WHAT YOU HAVE TO DO - Show each line of the records below that contains the word "wheel".

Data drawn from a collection
-=-=-
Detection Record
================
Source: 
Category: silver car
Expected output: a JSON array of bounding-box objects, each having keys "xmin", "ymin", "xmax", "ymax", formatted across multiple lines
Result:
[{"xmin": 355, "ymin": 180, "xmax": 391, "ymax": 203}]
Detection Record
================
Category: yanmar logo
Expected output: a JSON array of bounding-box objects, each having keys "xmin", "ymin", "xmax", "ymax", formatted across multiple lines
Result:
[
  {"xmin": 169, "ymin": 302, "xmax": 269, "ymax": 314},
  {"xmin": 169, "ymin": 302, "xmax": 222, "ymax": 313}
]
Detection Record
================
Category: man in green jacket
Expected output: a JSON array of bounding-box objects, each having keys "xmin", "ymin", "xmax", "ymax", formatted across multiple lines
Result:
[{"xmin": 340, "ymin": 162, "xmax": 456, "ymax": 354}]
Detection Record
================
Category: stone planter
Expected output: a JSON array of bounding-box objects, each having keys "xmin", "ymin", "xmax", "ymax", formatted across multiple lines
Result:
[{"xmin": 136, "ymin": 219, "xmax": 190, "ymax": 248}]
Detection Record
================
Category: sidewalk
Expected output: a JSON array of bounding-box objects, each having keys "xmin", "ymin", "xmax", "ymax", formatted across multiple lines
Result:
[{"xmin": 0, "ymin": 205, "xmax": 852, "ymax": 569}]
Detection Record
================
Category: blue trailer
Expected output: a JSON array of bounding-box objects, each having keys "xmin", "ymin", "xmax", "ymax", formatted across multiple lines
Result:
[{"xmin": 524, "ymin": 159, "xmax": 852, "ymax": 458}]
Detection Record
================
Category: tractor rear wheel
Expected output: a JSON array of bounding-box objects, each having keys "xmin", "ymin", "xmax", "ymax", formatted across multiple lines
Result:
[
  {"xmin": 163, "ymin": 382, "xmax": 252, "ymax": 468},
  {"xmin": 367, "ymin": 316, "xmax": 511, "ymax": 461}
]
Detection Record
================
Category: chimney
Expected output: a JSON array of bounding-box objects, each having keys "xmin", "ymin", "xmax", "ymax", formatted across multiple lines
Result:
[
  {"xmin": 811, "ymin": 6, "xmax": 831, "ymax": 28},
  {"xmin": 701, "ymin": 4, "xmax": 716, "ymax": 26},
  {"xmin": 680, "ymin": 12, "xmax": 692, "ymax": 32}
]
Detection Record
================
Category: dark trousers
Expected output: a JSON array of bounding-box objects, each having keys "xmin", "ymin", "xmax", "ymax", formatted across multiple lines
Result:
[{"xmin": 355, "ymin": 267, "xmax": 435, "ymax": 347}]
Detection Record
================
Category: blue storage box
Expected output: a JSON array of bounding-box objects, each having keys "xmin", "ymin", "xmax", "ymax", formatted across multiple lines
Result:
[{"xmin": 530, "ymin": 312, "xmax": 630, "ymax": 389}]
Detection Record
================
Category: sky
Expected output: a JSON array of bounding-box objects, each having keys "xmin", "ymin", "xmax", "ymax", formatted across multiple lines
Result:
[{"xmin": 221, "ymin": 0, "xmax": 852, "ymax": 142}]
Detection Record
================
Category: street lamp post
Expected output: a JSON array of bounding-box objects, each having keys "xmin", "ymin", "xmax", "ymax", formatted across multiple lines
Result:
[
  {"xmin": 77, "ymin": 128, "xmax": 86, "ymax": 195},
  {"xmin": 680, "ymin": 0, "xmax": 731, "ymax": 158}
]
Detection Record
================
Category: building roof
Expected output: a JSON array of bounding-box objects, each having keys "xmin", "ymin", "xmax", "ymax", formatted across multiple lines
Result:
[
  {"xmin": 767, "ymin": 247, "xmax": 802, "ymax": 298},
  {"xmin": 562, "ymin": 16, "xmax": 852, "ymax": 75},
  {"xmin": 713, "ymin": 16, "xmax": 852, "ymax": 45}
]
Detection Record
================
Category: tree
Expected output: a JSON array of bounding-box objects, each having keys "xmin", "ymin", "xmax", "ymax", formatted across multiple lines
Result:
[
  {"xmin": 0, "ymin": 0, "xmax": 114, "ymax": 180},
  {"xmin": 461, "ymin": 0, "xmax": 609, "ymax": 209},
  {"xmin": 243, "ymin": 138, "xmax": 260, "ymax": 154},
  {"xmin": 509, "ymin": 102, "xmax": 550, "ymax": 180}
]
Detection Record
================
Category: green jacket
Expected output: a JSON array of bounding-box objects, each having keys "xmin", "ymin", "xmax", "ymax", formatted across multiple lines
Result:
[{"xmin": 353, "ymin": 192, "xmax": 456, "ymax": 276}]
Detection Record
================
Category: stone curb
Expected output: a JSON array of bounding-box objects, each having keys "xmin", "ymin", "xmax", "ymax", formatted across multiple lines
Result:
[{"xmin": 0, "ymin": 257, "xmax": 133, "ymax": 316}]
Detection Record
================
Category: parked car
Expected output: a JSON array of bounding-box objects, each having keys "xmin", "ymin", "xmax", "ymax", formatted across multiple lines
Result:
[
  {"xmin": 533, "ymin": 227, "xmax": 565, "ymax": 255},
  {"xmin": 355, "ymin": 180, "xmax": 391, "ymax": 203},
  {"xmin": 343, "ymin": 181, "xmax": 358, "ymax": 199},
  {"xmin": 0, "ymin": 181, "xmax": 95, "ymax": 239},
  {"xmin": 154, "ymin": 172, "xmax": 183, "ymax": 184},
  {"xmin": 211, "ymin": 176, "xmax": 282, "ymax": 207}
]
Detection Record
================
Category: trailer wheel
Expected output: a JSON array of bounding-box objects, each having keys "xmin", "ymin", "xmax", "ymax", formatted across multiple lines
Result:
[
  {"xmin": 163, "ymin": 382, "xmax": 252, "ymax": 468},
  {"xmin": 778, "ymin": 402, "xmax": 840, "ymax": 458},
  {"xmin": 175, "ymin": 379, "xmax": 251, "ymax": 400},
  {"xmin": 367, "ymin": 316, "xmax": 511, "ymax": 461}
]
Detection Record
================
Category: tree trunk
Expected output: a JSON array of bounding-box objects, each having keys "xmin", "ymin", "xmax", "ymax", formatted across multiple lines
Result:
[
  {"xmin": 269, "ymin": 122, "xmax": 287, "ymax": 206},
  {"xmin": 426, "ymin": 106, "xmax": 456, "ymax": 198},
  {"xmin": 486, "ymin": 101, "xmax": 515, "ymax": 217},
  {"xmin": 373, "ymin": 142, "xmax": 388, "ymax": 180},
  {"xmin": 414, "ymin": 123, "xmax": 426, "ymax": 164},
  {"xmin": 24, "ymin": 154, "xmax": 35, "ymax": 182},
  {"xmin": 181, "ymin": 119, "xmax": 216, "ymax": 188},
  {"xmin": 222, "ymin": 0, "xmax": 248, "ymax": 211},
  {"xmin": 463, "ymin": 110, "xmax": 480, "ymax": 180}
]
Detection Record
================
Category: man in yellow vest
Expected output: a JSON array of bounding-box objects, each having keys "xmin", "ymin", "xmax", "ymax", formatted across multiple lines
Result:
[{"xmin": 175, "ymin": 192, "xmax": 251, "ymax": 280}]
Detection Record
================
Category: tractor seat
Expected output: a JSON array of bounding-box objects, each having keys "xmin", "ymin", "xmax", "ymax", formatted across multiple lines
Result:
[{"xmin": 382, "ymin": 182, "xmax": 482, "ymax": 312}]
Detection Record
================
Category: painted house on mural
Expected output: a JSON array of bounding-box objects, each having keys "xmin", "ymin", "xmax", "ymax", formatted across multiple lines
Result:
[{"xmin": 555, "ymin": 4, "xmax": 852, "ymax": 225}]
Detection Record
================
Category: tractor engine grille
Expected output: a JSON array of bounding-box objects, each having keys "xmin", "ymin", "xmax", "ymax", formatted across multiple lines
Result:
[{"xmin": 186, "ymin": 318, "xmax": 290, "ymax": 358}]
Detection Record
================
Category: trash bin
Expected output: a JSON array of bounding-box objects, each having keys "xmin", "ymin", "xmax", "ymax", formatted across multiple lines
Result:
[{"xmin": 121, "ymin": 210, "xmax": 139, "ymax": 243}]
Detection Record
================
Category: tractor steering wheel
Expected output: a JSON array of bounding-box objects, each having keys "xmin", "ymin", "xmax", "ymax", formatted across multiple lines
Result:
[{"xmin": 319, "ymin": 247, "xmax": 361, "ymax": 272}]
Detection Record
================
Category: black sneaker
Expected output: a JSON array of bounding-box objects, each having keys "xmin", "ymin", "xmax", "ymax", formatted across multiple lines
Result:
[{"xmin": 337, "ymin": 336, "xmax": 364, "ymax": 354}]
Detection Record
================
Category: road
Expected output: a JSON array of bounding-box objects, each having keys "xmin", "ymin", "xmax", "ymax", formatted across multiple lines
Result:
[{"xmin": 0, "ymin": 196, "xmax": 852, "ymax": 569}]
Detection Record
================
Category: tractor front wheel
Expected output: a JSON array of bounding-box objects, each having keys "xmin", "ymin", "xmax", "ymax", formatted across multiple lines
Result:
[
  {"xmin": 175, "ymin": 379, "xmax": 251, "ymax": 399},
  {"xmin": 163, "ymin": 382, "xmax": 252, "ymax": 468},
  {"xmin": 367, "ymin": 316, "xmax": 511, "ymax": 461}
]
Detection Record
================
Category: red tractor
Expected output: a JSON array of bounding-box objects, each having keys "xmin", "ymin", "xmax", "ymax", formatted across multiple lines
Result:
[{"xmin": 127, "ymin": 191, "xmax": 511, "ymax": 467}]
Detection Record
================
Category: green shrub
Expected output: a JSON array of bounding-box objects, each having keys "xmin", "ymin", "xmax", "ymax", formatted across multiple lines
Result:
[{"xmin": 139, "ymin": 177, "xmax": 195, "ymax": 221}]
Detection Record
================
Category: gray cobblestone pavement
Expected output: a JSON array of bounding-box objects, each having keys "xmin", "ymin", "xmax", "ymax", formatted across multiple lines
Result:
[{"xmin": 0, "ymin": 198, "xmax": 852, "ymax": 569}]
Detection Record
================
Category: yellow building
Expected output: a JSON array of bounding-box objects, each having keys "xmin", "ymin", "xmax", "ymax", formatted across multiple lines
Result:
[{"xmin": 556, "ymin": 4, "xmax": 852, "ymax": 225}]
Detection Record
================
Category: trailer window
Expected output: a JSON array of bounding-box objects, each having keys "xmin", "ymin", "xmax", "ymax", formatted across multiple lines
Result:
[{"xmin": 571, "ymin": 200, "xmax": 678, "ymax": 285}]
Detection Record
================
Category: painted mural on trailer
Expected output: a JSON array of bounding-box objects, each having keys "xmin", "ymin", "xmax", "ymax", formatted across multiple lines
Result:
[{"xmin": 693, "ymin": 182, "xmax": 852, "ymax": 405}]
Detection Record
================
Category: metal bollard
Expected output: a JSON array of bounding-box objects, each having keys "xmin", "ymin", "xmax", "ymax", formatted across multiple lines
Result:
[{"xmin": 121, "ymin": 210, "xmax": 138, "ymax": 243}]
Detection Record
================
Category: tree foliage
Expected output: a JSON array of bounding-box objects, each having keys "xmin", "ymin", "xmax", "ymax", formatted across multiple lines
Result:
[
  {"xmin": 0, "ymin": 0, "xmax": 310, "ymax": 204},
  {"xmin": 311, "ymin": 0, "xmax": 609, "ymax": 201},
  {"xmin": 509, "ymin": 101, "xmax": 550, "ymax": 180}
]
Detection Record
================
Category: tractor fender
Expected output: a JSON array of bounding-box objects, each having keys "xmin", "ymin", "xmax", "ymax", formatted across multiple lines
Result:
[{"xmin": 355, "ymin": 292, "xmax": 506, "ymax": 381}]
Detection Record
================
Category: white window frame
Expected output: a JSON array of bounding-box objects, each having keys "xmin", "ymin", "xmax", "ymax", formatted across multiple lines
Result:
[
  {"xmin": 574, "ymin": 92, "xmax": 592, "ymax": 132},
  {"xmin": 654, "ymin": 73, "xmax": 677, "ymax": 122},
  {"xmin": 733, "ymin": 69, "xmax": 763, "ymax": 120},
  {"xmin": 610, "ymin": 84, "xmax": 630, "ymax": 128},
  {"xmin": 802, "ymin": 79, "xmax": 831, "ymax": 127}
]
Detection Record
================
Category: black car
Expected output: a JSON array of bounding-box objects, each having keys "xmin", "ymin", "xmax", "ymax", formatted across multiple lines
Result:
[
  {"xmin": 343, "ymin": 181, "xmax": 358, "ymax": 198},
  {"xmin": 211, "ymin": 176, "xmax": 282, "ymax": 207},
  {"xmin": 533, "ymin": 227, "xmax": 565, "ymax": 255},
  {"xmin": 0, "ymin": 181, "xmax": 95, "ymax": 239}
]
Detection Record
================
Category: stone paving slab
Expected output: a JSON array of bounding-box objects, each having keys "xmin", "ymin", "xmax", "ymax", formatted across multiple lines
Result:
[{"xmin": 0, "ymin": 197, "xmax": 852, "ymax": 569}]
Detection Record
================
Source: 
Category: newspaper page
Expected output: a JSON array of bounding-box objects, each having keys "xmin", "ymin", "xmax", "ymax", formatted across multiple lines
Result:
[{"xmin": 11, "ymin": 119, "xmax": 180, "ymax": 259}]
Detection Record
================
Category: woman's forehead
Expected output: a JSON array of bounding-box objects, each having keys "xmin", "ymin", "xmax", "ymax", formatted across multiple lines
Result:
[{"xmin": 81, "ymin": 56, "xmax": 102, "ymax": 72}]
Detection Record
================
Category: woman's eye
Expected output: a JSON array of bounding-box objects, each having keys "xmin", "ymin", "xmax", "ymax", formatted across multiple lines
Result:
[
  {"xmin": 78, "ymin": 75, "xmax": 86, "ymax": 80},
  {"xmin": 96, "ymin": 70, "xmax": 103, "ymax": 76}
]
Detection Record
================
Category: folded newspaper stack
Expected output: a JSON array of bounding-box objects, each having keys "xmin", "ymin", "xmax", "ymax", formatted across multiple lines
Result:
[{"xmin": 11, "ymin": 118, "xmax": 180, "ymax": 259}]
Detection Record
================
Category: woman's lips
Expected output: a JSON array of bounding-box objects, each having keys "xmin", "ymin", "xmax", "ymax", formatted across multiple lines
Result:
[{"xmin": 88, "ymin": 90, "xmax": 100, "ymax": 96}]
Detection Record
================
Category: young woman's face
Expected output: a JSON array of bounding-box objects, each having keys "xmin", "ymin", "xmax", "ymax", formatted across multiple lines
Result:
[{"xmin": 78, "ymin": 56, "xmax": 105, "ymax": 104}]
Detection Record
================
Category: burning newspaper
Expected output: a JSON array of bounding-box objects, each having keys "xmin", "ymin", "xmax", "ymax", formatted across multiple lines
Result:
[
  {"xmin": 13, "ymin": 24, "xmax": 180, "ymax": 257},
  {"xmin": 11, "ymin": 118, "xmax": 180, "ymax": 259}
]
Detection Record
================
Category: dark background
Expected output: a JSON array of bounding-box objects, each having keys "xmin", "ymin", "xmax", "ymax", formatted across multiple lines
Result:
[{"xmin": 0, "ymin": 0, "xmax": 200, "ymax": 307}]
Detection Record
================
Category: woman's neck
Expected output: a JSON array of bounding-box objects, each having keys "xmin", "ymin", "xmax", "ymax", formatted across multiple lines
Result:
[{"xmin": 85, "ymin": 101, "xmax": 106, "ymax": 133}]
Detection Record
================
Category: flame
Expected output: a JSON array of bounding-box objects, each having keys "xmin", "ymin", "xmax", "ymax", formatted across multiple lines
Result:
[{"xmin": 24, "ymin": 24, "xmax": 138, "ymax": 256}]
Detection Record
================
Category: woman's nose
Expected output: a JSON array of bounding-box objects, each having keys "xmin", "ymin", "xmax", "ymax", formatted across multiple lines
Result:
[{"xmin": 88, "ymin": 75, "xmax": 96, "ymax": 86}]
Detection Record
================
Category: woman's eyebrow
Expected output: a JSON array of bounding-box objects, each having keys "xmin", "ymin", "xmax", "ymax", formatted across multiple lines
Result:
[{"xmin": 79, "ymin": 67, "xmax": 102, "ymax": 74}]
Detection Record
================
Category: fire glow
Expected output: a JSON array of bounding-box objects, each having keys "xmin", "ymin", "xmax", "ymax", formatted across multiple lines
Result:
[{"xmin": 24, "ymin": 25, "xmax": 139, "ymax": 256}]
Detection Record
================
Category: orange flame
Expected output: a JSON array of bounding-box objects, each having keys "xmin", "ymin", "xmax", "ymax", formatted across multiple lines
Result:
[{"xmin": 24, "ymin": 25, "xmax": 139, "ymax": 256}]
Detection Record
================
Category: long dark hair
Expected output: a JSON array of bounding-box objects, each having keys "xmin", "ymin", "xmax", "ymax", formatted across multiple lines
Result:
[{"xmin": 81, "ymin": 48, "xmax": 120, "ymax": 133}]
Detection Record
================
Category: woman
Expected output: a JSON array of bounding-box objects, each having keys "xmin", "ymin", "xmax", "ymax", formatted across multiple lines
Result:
-=-=-
REPLY TO THE TASK -
Category: tractor rear wheel
Category: trailer wheel
Category: tractor steering wheel
Category: tractor front wheel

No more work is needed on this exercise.